[RECORDS SHOWN — start]
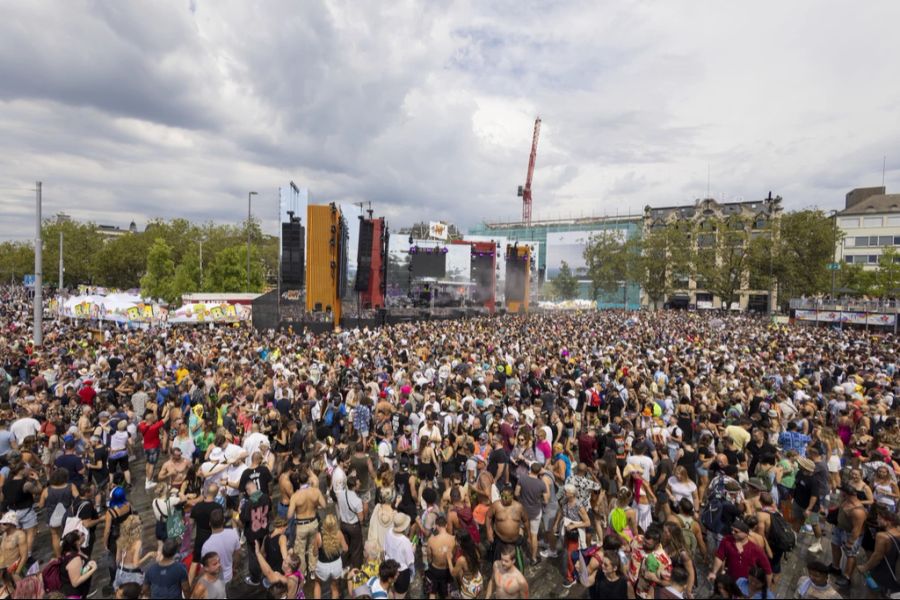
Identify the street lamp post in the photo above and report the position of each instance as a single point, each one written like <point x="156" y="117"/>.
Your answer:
<point x="249" y="195"/>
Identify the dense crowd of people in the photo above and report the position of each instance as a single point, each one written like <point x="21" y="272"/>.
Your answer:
<point x="648" y="455"/>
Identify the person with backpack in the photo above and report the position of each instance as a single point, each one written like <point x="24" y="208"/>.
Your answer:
<point x="57" y="498"/>
<point x="71" y="574"/>
<point x="683" y="516"/>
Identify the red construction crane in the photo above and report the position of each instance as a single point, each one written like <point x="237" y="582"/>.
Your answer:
<point x="525" y="191"/>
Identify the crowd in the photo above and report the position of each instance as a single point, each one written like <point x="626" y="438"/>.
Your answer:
<point x="648" y="455"/>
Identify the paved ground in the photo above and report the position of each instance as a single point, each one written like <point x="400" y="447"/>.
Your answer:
<point x="544" y="578"/>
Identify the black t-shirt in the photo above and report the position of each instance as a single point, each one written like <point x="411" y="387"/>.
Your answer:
<point x="200" y="514"/>
<point x="73" y="465"/>
<point x="495" y="459"/>
<point x="260" y="475"/>
<point x="101" y="455"/>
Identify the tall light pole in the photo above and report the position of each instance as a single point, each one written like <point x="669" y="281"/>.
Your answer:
<point x="249" y="195"/>
<point x="38" y="271"/>
<point x="833" y="249"/>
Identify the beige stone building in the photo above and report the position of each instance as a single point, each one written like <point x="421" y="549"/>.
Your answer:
<point x="755" y="217"/>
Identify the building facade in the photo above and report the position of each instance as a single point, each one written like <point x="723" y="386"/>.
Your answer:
<point x="870" y="223"/>
<point x="702" y="223"/>
<point x="565" y="239"/>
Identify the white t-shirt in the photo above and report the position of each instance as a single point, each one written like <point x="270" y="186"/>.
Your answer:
<point x="22" y="428"/>
<point x="224" y="543"/>
<point x="682" y="489"/>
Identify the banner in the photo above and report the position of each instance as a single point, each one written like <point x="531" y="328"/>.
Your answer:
<point x="888" y="320"/>
<point x="438" y="230"/>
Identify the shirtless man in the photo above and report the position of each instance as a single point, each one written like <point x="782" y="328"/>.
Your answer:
<point x="506" y="520"/>
<point x="13" y="545"/>
<point x="441" y="546"/>
<point x="175" y="469"/>
<point x="507" y="581"/>
<point x="304" y="503"/>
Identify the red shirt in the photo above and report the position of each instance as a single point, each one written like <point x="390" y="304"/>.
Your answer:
<point x="738" y="563"/>
<point x="151" y="434"/>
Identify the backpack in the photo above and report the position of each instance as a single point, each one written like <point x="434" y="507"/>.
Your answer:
<point x="174" y="522"/>
<point x="51" y="575"/>
<point x="712" y="513"/>
<point x="690" y="540"/>
<point x="781" y="537"/>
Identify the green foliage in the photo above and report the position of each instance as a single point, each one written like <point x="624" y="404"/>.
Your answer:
<point x="565" y="284"/>
<point x="611" y="260"/>
<point x="158" y="281"/>
<point x="16" y="261"/>
<point x="723" y="261"/>
<point x="228" y="272"/>
<point x="666" y="253"/>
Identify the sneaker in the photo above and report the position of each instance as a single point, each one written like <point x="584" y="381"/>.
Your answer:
<point x="841" y="581"/>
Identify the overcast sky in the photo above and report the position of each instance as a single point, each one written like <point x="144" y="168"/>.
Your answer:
<point x="133" y="110"/>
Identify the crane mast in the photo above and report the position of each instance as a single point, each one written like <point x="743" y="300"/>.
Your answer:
<point x="525" y="191"/>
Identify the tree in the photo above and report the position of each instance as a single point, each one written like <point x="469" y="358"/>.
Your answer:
<point x="158" y="281"/>
<point x="16" y="261"/>
<point x="81" y="249"/>
<point x="723" y="258"/>
<point x="228" y="271"/>
<point x="565" y="284"/>
<point x="666" y="256"/>
<point x="612" y="262"/>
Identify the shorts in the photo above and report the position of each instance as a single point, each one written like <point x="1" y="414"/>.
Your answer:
<point x="834" y="464"/>
<point x="812" y="519"/>
<point x="437" y="582"/>
<point x="548" y="517"/>
<point x="118" y="464"/>
<point x="841" y="538"/>
<point x="535" y="524"/>
<point x="329" y="571"/>
<point x="161" y="531"/>
<point x="401" y="584"/>
<point x="27" y="518"/>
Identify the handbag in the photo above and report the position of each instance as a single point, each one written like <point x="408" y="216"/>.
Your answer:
<point x="59" y="515"/>
<point x="174" y="521"/>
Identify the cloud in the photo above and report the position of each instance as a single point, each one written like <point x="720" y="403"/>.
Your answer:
<point x="178" y="108"/>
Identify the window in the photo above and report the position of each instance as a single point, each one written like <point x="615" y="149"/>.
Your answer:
<point x="871" y="221"/>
[RECORDS SHOWN — finish]
• _EXERCISE REQUIREMENTS_: Only the pictures may be dropped; print every record exactly as given.

• _ANSWER_:
Identify the street lamp post in the photo above and report the position of each instance as a single point, each one written like <point x="156" y="117"/>.
Your answer:
<point x="249" y="195"/>
Identify the dense crowd of people in the photo above and report the position of each instance as a single point, each one written like <point x="21" y="272"/>.
Your answer:
<point x="648" y="455"/>
Identify the person with backpack in the photo above and report the position of each instance as a single point, each one written like <point x="24" y="208"/>.
Your answer:
<point x="57" y="498"/>
<point x="71" y="574"/>
<point x="683" y="516"/>
Identify the red construction crane in the photo above and report the position of each instance as a single point, each one written like <point x="237" y="582"/>.
Your answer:
<point x="525" y="191"/>
Identify the crowd in the photo above and report the position of each instance as a single point, each one written like <point x="626" y="438"/>.
Your answer:
<point x="648" y="455"/>
Identify the paved ground in the photo above and report the position of each instance as a single point, each one written like <point x="400" y="447"/>.
Your answer:
<point x="544" y="578"/>
Identify the black t-shirt in the photo above and report the position of each instance as a single point, each one written like <point x="411" y="387"/>.
Your answer:
<point x="200" y="514"/>
<point x="73" y="465"/>
<point x="495" y="459"/>
<point x="260" y="475"/>
<point x="101" y="455"/>
Identify the tall light pole in the photo above and report the position of each instance as a single point, each one written like <point x="669" y="281"/>.
Your answer:
<point x="249" y="195"/>
<point x="38" y="271"/>
<point x="833" y="249"/>
Identify the beige stone building in the photo above and report the position of each instance as a single point, each one written like <point x="421" y="549"/>.
Your answer:
<point x="755" y="217"/>
Identify the building facade in the photo above and report the position of each instance as a single point, each one written like <point x="723" y="386"/>.
Your answer:
<point x="870" y="223"/>
<point x="702" y="223"/>
<point x="565" y="239"/>
Identify the white t-shirt in the photo above and report the position of each instance as a single point, each one written like <point x="270" y="186"/>.
Your answer:
<point x="22" y="428"/>
<point x="224" y="543"/>
<point x="682" y="489"/>
Identify the banner in the photo above and report the position of each instance as a single point, each one written like <point x="531" y="328"/>.
Your answer:
<point x="888" y="320"/>
<point x="438" y="230"/>
Identify the shirtless man in the photo above and report the position of each instance as a single point, each one written like <point x="782" y="328"/>.
Your answer:
<point x="506" y="520"/>
<point x="13" y="545"/>
<point x="441" y="546"/>
<point x="175" y="469"/>
<point x="507" y="581"/>
<point x="304" y="503"/>
Identify the red shirt in the photo above and report the position of each instance as a single point, each one written like <point x="390" y="304"/>.
Your answer:
<point x="738" y="563"/>
<point x="151" y="434"/>
Identify the backpack in the photo above and report the position of each instance as a single point, each one written like <point x="434" y="507"/>.
Your answer:
<point x="174" y="522"/>
<point x="51" y="575"/>
<point x="712" y="513"/>
<point x="690" y="540"/>
<point x="781" y="537"/>
Identify the green foliage in the photo above and report the position of each instance as a single point, each one written like <point x="624" y="404"/>.
Your answer:
<point x="565" y="284"/>
<point x="611" y="260"/>
<point x="158" y="281"/>
<point x="16" y="261"/>
<point x="723" y="261"/>
<point x="228" y="272"/>
<point x="666" y="253"/>
Identify the sneaker in the photo above and report the position of each instance as a single point, each one written like <point x="584" y="381"/>.
Your answer:
<point x="841" y="581"/>
Identify the overcast sky in the photo above and report the position of each instance as a single point, each one written like <point x="144" y="168"/>.
Your answer:
<point x="133" y="110"/>
Identify the crane mast in the photo above and report the position of each instance as a single point, each one written like <point x="743" y="300"/>.
Your answer:
<point x="525" y="191"/>
Identify the tree in the photo above and report the position of each instance as a single point, each one written like <point x="469" y="358"/>.
Your answer:
<point x="158" y="281"/>
<point x="16" y="261"/>
<point x="81" y="249"/>
<point x="723" y="258"/>
<point x="228" y="271"/>
<point x="565" y="284"/>
<point x="666" y="256"/>
<point x="612" y="262"/>
Identify the shorts in the photo above and report the position of each instance as a single point, each one written like <point x="1" y="414"/>.
Your answer:
<point x="834" y="464"/>
<point x="812" y="519"/>
<point x="437" y="582"/>
<point x="548" y="517"/>
<point x="118" y="464"/>
<point x="841" y="538"/>
<point x="535" y="524"/>
<point x="329" y="571"/>
<point x="161" y="531"/>
<point x="401" y="584"/>
<point x="27" y="518"/>
Identify the handbag in the photo above and report the position of each instance as a single point, each one written like <point x="408" y="216"/>.
Your answer:
<point x="59" y="515"/>
<point x="174" y="521"/>
Identify the cloud in the photo above and report the position of each instance as a single point, each one written like <point x="720" y="403"/>.
Your answer:
<point x="178" y="108"/>
Identify the window in the photo above and report the position of each instance as a single point, each one written like <point x="615" y="149"/>.
Your answer:
<point x="871" y="221"/>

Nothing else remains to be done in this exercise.